DESCRIPTION OF THE TASK:
Below are the records; copy each line in them that holds the word "wooden".

*** Opening SOURCE RECORDS ***

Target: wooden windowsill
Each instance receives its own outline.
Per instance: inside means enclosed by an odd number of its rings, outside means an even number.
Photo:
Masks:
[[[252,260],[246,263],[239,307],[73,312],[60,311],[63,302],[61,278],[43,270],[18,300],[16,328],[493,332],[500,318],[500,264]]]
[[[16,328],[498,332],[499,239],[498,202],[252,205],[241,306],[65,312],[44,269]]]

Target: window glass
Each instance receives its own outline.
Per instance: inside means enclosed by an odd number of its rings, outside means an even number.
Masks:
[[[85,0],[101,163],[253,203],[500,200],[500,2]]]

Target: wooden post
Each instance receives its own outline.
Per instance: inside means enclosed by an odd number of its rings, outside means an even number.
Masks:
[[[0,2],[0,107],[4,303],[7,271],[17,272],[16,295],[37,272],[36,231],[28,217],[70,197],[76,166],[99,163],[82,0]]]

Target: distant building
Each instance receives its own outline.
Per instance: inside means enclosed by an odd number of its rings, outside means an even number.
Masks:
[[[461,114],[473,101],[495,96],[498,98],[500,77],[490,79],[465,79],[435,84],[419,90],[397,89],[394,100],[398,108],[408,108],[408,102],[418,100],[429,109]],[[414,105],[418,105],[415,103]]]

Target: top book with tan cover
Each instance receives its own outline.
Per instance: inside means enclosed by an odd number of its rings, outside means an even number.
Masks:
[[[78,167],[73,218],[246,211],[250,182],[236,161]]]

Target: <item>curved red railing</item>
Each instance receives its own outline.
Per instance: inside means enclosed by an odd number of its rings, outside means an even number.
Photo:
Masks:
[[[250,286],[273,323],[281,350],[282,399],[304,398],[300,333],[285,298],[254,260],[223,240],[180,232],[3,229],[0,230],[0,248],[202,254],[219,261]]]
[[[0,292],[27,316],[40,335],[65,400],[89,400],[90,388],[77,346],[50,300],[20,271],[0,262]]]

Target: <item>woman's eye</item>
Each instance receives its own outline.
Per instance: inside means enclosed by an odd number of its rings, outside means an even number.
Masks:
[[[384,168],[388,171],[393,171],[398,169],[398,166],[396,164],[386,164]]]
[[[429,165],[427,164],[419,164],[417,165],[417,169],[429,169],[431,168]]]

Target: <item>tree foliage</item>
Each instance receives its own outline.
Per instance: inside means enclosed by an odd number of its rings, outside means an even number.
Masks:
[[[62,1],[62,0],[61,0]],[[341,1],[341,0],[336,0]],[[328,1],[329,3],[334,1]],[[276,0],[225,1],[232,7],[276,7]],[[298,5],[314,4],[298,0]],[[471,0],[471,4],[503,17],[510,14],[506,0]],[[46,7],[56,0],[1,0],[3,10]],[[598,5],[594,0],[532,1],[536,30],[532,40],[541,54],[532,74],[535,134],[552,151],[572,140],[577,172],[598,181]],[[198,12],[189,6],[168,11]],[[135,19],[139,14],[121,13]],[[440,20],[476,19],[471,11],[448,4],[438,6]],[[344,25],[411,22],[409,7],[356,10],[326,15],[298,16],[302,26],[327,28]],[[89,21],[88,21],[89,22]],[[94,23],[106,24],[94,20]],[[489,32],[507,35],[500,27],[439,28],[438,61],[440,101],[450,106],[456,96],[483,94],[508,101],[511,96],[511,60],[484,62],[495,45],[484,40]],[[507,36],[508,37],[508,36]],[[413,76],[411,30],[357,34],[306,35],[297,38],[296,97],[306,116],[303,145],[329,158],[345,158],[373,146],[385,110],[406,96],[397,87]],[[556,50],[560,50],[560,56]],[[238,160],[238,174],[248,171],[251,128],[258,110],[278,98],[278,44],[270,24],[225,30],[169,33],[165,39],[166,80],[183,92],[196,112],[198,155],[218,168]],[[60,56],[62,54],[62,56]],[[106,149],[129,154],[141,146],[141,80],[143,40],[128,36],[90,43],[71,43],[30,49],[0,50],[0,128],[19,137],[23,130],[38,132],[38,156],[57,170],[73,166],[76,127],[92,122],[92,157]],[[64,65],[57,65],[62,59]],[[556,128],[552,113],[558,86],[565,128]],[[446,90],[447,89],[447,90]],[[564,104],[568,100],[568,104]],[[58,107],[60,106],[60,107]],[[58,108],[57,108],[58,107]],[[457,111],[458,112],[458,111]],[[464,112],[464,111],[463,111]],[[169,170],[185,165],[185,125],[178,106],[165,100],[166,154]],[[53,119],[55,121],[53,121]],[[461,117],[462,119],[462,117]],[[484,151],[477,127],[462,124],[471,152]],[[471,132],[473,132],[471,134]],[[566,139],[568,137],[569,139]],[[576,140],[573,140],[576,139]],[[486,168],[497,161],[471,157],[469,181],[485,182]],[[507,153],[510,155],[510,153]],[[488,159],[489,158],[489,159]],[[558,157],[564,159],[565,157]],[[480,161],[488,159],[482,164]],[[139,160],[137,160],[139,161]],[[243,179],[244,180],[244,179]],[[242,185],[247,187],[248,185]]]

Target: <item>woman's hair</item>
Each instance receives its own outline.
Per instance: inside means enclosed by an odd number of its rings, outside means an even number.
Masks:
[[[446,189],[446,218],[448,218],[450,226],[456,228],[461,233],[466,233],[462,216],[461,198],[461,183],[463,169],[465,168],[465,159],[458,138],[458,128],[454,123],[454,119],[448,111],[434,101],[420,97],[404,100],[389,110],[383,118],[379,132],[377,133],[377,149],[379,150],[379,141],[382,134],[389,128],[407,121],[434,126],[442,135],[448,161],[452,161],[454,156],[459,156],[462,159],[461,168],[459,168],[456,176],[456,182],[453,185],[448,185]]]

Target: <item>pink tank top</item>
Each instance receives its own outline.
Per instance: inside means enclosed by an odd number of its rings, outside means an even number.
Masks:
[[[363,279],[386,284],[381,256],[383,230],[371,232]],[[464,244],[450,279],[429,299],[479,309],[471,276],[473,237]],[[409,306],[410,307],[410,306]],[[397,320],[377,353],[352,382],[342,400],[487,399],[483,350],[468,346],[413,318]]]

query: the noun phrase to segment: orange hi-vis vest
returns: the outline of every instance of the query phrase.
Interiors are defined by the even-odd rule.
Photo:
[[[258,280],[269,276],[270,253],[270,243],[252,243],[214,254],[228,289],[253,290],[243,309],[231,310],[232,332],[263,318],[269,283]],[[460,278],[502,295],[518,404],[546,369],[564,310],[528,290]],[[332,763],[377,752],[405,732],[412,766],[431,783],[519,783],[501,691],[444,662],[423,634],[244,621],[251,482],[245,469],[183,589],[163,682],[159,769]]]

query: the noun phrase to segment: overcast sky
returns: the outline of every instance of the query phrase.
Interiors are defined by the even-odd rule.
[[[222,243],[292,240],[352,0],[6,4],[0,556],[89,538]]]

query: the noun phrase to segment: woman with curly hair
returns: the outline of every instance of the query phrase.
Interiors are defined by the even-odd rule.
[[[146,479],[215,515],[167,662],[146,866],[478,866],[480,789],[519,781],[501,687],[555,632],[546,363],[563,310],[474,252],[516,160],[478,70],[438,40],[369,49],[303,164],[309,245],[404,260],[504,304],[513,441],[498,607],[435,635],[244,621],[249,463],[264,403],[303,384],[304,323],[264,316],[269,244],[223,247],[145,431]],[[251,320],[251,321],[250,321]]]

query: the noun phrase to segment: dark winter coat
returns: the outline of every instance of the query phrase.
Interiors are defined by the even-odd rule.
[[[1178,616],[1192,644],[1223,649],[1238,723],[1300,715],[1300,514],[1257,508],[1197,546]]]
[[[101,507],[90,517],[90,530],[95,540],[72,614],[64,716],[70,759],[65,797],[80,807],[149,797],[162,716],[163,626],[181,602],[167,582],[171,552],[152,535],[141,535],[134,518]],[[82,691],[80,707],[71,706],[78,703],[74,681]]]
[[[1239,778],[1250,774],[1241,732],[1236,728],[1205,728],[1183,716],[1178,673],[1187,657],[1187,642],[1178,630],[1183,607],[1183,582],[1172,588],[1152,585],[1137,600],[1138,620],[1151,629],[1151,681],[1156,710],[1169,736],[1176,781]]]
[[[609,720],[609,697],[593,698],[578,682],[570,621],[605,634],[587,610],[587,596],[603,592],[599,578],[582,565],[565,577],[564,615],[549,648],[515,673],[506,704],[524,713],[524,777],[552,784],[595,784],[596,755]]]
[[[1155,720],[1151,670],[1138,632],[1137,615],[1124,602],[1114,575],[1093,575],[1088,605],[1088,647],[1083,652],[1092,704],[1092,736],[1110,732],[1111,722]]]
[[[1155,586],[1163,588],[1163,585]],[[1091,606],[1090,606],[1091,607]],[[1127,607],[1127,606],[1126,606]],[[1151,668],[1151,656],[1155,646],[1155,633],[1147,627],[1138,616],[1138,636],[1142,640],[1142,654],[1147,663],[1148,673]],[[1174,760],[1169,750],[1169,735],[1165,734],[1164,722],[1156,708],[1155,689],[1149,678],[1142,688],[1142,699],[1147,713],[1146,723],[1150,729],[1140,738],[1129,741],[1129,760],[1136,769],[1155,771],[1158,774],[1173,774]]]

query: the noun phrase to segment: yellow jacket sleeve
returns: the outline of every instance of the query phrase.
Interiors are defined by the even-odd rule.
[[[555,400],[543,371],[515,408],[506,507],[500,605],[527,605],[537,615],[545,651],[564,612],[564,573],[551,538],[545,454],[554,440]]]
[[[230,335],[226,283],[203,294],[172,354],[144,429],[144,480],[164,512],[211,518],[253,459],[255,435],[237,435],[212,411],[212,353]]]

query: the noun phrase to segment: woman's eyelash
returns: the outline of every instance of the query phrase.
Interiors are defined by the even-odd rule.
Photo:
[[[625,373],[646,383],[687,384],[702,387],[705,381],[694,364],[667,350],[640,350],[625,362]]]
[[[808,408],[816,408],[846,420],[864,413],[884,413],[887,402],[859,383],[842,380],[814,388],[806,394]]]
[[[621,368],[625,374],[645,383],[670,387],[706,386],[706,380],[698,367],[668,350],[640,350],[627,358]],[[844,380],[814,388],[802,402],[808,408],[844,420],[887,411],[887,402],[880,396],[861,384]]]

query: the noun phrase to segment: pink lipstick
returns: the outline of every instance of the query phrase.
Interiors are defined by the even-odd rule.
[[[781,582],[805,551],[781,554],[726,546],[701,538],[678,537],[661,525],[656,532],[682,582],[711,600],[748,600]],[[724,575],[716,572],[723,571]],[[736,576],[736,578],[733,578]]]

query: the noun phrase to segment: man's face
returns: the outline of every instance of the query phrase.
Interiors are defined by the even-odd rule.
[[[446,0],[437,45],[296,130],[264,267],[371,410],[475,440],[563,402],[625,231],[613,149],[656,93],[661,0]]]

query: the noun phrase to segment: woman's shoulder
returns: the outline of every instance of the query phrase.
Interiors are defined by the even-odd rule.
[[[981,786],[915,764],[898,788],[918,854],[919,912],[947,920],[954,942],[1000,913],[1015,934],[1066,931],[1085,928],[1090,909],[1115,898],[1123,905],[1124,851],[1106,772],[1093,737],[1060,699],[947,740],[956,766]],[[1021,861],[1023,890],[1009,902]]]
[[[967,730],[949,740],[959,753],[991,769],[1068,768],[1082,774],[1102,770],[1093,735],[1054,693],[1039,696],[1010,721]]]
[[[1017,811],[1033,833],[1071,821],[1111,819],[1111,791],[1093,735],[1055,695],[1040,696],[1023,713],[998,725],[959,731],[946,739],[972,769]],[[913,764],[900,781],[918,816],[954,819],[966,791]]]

*** Closing SOURCE RECORDS ***

ANSWER FOR THIS EXERCISE:
Target: wooden windowsill
Target: wooden post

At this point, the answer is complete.